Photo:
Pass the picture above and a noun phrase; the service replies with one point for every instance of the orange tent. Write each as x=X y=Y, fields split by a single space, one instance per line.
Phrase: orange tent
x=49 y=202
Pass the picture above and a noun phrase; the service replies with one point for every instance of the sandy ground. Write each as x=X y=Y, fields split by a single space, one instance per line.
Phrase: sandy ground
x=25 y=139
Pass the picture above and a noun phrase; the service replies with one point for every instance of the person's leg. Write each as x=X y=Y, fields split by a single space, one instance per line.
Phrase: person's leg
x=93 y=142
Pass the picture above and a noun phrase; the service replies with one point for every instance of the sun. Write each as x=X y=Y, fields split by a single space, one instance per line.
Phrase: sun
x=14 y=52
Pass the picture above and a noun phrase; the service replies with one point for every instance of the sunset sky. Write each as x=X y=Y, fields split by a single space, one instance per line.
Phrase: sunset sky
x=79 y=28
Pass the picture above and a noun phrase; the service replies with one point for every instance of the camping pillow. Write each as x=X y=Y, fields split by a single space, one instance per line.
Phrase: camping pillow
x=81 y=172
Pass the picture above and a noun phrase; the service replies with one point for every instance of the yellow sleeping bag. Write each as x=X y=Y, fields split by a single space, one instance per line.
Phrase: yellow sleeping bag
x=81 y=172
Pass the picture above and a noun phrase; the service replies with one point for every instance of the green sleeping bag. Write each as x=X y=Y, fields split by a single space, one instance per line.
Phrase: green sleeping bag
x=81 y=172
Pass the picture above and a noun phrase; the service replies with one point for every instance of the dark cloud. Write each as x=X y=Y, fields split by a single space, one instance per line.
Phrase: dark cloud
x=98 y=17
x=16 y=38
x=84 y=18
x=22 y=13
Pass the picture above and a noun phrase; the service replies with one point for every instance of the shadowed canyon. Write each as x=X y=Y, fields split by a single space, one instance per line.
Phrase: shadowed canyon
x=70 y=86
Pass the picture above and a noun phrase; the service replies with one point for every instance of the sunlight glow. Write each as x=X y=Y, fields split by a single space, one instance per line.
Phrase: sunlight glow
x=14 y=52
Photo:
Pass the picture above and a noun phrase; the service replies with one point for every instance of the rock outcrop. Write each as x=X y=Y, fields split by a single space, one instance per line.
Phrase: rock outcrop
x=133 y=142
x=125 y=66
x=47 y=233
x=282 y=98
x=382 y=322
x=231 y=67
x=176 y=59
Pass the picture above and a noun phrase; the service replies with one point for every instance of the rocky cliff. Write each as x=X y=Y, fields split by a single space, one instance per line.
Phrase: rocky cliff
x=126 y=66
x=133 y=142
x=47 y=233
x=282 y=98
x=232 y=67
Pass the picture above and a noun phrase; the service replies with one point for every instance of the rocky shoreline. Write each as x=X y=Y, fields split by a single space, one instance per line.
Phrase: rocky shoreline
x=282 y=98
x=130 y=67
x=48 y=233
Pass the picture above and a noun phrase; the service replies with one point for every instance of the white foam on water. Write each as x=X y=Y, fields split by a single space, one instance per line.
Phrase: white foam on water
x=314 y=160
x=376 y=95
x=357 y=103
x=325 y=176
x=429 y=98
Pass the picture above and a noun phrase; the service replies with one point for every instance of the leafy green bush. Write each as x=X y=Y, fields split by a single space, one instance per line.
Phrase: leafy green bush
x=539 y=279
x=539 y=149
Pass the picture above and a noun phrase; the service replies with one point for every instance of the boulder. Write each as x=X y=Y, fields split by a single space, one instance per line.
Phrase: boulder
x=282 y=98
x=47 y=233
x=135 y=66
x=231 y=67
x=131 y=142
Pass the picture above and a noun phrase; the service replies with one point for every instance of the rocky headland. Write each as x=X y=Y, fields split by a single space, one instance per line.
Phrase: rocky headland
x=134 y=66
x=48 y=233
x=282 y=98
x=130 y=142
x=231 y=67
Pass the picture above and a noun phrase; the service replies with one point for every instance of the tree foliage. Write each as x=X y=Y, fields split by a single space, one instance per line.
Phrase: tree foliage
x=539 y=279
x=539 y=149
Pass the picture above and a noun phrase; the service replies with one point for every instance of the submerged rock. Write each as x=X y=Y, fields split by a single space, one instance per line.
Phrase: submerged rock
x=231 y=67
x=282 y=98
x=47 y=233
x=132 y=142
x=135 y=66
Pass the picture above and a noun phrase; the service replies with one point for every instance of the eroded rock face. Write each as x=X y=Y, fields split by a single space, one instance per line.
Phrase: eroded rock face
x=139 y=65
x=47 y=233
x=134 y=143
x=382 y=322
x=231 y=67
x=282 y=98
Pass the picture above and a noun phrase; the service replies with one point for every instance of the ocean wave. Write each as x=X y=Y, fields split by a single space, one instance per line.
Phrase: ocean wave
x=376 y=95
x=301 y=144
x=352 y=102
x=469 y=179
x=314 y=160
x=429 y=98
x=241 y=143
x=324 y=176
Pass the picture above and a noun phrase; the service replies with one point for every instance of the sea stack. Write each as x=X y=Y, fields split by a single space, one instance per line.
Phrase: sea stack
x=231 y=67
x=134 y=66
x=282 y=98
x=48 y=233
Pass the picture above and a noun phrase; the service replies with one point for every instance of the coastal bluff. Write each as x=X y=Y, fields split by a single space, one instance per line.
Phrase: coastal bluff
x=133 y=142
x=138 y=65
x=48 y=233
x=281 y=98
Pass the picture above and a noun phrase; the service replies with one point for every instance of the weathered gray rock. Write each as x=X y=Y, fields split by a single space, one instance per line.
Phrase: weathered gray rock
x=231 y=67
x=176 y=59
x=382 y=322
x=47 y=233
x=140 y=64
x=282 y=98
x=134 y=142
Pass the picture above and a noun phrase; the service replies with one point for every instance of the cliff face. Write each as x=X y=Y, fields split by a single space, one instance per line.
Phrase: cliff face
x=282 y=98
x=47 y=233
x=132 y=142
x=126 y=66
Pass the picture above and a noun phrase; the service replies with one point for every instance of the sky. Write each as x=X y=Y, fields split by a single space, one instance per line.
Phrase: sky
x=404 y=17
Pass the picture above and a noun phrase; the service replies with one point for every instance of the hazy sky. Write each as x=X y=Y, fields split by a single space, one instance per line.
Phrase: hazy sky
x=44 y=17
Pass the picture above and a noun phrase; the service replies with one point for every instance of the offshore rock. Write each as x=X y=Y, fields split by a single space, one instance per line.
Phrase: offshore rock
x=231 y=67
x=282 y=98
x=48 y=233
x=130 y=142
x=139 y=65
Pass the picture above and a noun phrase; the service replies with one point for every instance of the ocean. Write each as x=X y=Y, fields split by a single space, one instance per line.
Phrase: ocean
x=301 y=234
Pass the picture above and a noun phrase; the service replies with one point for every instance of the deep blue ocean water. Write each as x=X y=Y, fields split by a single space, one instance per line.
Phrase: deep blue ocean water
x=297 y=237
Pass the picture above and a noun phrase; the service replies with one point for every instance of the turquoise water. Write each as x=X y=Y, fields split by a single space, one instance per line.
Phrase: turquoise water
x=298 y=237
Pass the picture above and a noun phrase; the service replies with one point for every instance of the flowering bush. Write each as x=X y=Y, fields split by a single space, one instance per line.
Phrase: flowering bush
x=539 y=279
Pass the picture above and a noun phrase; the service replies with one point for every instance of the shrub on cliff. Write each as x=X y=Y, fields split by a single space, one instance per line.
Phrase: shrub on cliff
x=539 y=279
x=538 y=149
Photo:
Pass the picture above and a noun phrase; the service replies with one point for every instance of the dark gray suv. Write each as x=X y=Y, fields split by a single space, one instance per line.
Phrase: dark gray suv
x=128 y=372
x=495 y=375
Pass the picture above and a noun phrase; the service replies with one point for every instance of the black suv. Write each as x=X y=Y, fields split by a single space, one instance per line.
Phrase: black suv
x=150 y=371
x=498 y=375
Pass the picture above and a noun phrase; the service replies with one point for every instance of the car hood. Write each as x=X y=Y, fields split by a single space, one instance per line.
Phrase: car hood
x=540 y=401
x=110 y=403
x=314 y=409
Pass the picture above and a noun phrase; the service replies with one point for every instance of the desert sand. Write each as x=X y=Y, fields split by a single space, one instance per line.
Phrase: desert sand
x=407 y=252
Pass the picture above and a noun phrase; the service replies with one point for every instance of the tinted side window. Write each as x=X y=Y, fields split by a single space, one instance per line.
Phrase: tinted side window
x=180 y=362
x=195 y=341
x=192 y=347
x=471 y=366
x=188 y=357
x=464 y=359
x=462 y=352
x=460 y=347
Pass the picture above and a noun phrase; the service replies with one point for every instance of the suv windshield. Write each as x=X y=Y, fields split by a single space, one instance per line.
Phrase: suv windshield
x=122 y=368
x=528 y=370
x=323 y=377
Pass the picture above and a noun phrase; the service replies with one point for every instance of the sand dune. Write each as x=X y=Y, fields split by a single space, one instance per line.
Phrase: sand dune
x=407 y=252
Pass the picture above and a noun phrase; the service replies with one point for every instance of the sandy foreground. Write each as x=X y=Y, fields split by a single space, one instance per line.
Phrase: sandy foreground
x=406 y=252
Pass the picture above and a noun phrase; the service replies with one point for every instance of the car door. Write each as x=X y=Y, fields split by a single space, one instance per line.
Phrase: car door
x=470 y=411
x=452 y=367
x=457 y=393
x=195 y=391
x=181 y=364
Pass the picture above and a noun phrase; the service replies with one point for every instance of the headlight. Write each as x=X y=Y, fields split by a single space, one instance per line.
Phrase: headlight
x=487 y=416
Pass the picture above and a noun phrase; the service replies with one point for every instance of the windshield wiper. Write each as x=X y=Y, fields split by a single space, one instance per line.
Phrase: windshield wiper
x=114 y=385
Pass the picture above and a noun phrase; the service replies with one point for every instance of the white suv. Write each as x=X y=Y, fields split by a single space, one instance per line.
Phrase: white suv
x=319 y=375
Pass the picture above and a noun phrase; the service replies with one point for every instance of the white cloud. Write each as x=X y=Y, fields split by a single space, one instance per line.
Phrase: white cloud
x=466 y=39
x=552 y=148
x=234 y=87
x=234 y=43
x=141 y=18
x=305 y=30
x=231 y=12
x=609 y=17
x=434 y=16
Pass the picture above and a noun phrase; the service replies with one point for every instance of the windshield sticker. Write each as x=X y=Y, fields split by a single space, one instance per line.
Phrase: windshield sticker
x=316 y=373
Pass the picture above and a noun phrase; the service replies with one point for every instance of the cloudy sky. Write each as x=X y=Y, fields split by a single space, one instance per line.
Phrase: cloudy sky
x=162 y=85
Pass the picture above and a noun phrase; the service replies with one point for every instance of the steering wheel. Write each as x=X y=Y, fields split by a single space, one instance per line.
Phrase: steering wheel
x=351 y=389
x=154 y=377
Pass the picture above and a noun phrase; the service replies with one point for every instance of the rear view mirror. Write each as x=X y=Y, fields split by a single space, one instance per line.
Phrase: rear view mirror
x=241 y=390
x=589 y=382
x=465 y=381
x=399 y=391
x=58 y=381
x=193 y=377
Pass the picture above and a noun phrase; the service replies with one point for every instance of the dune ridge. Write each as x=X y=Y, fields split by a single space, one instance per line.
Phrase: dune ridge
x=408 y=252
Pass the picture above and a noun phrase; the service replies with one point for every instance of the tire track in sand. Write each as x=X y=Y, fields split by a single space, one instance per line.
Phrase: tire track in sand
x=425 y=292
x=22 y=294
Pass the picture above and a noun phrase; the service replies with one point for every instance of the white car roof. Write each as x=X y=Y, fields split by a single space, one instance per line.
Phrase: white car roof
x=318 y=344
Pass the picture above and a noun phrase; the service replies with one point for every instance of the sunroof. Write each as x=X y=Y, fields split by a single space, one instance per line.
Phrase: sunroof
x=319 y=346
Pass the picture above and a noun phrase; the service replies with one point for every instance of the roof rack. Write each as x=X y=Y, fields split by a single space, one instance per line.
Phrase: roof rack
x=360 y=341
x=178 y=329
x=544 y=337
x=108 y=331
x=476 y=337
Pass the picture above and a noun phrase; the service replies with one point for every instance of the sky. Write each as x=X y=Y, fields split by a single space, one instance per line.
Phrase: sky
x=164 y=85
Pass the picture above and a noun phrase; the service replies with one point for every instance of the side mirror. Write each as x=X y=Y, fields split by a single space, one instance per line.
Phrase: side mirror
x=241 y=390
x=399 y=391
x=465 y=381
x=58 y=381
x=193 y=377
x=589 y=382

· · · ·

» To do: From the entries above, print the lines beginning at the one with "Phrase: desert sand" and stopping after the one with "of the tinted", exactly as written and with nothing else.

» Answer to this exercise:
Phrase: desert sand
x=407 y=252
Pass the picture above and a noun phrase; the service replies with one point for every instance of the tinted side window. Write each as x=X y=Y, fields split by a single space, one instance per line.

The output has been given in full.